## Document segment:
Begin

We outline P4EAD's pipeline flow in Alg. [1.](#page-7-2) Alg. [1](#page-7-2) takes four inputs, i.e., pkt, curr\_state, curr\_rd and op\_mode. Here, the current state (curr\_state) can either be any of the following states: START, INIT, ABS\_AD, ABS\_IP, FINAL, and END. Similarly, the operation mode (op\_mode) can be ENCRYPT or DECRYPT. In line [3,](#page-7-2) RPP denotes the number of P-RND per pipeline pass configuration of P4EAD, which can be 1 or 2 for Tofino and among 1,2,3, or 4 for Tofino2. For brevity, we assume that the AD and input absorption happens only once, i.e., the packet having a short AD and input, in Alg. [1.](#page-7-2) As larger input/ AD sizes, the absorption happens sequentially in chunks of 8 bytes.

When a packet is newly received, it is at the state START, and depending on the packet type, the op\_mode is set. The recirculated packets which are in the middle of processing will have curr\_state set to other than START. We keep track of the current P-RND using prnd\_count and the current ASCON state using curr\_state. A newly received packet's flow starts from the START state and moves onto INIT, which after PERM(12) moves onto AD absorption, and so on (as depicted in the flow in Fig. [3\)](#page-2-2). The curr\_rd parameter keeps track of the P-RND number for PERM(12) or PERM(6).

Finally, once the packet payload is absorbed and the tags are finalized, the END state is reached. If the op\_mode is DECRYPT, then a tag verification happens before forwarding or proceeding with further packet processing logic with the final processed packet, pkt'.

End

## Saved records:
Begin

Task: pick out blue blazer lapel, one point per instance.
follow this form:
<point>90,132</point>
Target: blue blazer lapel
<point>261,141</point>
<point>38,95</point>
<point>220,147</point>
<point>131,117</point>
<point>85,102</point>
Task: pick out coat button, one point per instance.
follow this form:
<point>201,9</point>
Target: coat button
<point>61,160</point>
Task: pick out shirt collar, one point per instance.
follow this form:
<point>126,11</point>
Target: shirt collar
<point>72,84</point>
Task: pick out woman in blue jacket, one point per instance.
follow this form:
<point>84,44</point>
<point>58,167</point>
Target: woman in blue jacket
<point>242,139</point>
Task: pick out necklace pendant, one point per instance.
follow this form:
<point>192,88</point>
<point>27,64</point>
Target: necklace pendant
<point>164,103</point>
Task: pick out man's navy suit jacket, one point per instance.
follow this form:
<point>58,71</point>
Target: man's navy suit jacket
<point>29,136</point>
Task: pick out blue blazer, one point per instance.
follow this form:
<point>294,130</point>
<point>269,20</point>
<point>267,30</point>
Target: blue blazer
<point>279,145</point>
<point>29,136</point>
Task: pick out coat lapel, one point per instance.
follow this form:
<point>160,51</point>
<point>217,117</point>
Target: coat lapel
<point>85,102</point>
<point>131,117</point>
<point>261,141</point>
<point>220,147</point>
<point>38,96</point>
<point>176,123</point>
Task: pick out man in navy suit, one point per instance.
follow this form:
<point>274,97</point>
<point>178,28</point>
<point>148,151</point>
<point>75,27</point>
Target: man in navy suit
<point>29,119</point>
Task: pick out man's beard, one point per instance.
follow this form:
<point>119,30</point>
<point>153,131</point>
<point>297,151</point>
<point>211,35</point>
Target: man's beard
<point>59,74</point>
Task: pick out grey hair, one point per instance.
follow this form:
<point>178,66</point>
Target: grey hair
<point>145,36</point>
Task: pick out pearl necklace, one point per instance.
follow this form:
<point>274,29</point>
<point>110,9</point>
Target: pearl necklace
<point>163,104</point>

End

## Exercise:
Reproduce the part of the P4EAD pipeline text starting at "When a packet" and ending at "PERM(12) or PERM(6).".

## Correct answer:
When a packet is newly received, it is at the state START, and depending on the packet type, the op\_mode is set. The recirculated packets which are in the middle of processing will have curr\_state set to other than START. We keep track of the current P-RND using prnd\_count and the current ASCON state using curr\_state. A newly received packet's flow starts from the START state and moves onto INIT, which after PERM(12) moves onto AD absorption, and so on (as depicted in the flow in Fig. [3\)](#page-2-2). The curr\_rd parameter keeps track of the P-RND number for PERM(12) or PERM(6).